= Beginning of Section =

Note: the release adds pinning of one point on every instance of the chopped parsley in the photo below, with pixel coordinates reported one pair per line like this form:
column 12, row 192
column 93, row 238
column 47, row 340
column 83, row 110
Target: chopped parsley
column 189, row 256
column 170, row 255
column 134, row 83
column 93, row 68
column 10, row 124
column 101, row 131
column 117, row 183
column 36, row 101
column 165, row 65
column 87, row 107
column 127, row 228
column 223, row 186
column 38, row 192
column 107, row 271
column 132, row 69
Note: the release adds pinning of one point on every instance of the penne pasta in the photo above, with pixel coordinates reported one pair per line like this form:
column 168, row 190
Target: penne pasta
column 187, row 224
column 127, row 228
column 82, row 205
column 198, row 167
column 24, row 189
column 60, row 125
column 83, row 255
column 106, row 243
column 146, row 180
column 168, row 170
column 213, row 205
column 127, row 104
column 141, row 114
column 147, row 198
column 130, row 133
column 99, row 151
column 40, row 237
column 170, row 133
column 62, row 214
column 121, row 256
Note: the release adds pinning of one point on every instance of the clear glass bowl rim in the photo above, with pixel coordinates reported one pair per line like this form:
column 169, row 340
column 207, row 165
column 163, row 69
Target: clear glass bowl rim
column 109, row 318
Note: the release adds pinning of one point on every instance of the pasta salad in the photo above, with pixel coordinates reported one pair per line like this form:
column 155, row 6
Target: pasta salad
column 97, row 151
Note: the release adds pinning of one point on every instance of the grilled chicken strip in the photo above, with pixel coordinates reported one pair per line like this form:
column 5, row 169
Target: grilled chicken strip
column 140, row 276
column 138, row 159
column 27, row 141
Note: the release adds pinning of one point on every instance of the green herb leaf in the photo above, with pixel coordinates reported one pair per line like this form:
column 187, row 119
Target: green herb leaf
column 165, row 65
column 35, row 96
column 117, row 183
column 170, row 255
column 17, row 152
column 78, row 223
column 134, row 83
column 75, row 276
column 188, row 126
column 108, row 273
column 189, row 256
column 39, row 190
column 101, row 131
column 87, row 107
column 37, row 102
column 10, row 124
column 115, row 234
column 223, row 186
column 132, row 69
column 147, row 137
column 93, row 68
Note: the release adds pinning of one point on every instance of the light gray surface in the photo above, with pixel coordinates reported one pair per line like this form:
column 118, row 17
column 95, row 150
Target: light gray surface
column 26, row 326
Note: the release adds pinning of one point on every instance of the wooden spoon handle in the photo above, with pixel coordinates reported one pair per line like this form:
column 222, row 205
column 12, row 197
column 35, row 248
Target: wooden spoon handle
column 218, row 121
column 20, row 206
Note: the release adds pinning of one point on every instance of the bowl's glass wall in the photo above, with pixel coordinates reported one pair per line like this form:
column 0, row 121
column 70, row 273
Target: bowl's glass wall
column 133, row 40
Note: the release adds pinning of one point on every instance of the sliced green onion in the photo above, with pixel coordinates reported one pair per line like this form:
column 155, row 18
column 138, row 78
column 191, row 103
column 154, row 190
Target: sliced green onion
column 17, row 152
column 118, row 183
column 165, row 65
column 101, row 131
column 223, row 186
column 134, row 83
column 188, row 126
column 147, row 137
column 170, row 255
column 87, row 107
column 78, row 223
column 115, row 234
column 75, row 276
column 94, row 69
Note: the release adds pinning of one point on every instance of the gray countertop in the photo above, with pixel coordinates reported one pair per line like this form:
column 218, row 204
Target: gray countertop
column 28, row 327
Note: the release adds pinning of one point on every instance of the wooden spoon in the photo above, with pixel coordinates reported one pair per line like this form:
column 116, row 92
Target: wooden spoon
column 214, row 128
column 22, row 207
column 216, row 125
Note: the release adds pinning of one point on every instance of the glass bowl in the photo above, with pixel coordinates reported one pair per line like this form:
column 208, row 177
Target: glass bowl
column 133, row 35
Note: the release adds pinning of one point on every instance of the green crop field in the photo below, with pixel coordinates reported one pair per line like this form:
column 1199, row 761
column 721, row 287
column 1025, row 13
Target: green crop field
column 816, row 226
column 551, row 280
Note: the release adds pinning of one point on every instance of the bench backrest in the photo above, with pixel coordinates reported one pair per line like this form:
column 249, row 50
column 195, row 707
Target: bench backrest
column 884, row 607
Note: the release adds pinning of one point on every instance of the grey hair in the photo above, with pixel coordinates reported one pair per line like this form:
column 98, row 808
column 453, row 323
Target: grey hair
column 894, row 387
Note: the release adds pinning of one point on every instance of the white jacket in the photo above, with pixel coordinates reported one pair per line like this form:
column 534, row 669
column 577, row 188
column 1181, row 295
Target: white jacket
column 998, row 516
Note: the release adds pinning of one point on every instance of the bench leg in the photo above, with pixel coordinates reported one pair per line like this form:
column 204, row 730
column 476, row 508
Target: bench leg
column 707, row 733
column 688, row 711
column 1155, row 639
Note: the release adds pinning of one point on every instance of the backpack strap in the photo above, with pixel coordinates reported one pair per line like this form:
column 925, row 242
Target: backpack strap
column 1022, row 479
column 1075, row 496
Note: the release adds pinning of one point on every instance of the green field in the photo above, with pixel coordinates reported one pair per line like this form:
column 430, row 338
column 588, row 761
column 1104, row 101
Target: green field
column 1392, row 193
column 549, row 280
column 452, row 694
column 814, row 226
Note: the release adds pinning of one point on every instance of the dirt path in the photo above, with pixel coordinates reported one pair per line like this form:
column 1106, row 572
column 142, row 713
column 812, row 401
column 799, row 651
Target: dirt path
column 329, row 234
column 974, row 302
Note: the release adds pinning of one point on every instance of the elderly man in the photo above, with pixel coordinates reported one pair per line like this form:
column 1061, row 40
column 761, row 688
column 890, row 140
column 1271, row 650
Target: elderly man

= End of Section =

## Work to complete:
The expected output is the exact run of lines from the start of the entries through the line with "column 83, row 110", inclusive.

## Written solution:
Note: the release adds pinning of one point on every instance of the chopped parsley in the photo below, with pixel coordinates reported one pair per line like this form:
column 12, row 192
column 93, row 238
column 47, row 340
column 83, row 110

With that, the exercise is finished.